* begin *
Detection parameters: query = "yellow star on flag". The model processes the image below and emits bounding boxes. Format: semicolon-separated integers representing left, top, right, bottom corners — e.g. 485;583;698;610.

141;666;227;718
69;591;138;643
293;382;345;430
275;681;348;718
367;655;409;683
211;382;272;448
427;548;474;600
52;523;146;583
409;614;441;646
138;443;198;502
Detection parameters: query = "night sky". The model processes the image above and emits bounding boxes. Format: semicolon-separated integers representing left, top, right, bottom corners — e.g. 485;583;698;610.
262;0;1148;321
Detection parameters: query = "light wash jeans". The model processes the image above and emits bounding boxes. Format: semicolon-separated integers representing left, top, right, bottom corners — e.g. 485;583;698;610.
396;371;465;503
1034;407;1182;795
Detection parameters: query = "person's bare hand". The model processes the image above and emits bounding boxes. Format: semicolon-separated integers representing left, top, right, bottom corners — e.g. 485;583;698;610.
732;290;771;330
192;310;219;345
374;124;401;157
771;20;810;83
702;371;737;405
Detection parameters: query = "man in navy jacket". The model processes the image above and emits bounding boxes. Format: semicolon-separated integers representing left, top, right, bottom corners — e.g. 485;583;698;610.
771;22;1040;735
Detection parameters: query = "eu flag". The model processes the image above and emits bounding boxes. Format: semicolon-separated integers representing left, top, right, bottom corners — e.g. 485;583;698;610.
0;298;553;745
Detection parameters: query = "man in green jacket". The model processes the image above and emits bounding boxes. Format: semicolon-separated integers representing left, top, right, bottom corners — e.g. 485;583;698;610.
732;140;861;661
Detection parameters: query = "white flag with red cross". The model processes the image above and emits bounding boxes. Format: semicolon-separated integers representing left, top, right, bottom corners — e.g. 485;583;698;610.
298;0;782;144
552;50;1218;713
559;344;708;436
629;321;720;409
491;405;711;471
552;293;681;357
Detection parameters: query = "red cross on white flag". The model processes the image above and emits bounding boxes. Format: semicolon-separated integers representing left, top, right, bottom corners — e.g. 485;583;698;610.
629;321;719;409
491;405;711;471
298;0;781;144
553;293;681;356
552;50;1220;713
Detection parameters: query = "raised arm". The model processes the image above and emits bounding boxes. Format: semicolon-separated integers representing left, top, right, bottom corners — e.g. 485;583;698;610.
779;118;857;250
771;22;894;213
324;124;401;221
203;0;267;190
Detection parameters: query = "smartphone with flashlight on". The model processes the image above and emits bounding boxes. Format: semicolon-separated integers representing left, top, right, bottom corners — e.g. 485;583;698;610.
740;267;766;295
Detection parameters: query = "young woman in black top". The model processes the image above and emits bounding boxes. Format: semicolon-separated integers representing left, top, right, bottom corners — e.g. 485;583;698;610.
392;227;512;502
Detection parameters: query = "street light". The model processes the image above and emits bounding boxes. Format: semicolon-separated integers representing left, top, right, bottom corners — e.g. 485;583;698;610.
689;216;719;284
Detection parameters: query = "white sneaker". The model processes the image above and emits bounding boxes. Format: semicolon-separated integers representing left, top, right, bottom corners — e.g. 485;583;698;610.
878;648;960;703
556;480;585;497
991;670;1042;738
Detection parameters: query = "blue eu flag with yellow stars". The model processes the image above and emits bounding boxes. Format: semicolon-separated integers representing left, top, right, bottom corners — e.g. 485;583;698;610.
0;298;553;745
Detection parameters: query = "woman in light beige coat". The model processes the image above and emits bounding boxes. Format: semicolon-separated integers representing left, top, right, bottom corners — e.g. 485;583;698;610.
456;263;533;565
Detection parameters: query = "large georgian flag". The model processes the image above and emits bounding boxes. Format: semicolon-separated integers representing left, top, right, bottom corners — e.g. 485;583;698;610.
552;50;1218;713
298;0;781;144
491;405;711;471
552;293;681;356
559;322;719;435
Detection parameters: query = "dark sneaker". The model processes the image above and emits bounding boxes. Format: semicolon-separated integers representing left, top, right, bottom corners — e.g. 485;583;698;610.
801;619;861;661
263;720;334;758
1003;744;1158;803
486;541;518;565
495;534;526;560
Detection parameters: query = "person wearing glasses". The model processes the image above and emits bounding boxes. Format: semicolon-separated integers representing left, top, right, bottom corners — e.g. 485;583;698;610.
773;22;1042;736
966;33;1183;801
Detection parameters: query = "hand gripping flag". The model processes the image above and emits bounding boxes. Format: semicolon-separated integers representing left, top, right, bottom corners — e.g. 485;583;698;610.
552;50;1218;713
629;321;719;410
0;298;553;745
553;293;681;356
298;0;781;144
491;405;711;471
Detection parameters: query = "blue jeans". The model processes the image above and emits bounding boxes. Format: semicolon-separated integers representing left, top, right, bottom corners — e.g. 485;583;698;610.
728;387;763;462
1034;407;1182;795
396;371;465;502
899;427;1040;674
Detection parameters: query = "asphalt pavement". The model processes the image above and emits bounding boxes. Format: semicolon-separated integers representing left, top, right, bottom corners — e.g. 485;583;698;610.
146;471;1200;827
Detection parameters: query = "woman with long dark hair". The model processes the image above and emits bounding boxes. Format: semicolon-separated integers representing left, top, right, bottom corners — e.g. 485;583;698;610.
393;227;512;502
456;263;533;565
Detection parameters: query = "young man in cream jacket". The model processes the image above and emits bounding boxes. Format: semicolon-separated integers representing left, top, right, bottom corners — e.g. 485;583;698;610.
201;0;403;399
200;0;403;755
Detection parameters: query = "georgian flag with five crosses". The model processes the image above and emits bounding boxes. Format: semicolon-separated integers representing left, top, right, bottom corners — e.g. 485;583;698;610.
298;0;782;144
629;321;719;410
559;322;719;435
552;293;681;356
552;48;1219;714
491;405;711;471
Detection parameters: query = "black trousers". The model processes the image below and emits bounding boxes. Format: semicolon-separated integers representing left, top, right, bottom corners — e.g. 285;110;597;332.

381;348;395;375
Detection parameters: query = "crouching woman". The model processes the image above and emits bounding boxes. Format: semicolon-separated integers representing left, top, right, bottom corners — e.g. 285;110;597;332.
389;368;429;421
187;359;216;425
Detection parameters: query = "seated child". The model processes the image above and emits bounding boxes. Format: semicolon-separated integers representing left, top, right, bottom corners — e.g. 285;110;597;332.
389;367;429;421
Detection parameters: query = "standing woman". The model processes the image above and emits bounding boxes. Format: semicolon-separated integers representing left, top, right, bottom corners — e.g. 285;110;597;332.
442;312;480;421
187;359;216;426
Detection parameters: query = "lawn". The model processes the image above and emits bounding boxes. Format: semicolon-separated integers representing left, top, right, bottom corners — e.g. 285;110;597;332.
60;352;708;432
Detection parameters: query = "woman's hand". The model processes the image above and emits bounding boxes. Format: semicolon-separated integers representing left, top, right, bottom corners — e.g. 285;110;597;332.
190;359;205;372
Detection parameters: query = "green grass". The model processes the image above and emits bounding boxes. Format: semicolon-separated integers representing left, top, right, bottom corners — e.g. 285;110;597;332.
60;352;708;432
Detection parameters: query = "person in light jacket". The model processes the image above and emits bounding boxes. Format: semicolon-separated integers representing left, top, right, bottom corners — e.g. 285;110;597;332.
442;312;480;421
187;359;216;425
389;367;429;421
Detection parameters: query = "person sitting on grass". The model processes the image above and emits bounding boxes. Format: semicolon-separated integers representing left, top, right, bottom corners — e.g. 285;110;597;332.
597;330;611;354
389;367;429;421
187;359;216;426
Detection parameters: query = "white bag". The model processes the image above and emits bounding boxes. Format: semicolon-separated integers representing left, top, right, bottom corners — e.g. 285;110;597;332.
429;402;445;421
* end *
* [Problem to solve]:
Which lines in the listing above contain the string "georgian" with matching capitalization? Pick out each one and copy it in full.

* [Output]:
Detection parameters: query = "large georgian flag". The model processes the image above and emits bounding boxes. Format: semicolon-separated integers representing left, top, right, bottom corners — e.g. 485;583;698;610.
Detection parameters: query = "georgian flag with five crosses". The model processes the image above and emits bounding boxes. Format: semicolon-separated integers representing left, top, right, bottom corners — e.g. 485;583;698;610.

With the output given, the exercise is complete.